Turn the lines starting at the one containing "Can you find the person" and ending at the final line, both included, into a Markdown table with the columns Row and Line text, leaving out any blank lines.
+-------+
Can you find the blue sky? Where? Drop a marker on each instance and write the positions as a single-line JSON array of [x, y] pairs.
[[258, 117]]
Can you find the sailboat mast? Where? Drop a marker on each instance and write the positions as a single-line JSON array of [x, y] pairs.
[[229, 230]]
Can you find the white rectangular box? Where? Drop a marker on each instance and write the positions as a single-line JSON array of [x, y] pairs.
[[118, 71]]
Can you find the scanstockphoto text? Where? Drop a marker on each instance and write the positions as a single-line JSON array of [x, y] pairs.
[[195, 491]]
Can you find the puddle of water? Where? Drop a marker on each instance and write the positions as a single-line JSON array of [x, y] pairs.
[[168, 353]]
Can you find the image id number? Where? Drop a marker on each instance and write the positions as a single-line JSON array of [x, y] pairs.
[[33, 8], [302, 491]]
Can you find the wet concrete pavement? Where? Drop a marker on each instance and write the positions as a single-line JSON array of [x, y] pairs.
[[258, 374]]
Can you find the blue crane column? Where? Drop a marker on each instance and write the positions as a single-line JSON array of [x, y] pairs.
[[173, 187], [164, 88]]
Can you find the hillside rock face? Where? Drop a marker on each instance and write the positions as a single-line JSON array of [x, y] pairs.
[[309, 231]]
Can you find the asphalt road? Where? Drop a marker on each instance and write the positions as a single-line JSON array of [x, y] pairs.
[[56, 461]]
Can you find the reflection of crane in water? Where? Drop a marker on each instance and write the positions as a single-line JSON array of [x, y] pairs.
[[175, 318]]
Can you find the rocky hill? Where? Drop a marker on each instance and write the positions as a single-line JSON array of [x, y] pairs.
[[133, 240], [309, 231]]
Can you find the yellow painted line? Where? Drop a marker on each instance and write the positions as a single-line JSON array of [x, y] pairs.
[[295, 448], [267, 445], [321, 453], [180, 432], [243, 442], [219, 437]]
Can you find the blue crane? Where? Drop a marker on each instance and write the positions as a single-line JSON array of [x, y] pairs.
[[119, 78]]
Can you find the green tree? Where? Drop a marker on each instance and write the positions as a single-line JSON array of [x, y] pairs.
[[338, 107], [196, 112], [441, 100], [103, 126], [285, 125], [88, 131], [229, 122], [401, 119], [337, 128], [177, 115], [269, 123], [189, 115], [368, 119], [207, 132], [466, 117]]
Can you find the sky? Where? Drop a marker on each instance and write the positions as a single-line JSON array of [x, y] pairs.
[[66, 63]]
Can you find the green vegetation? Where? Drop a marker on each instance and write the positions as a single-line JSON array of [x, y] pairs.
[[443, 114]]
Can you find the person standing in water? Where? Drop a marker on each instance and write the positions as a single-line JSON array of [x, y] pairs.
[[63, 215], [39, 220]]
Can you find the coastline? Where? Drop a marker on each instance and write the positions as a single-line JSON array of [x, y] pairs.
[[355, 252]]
+-------+
**ANSWER TO THIS EXERCISE**
| Row | Line text |
|---|---|
| 1 | Can you find the person standing in water? Where? Drop a marker on each instance and write the positions as a single-line JSON array of [x, y] pairs. |
| 2 | [[63, 215], [39, 220]] |
| 3 | Can you find the coastline? Where? Drop a marker on each instance and write the positions as a single-line JSON array of [x, y] pairs. |
| 4 | [[355, 252]] |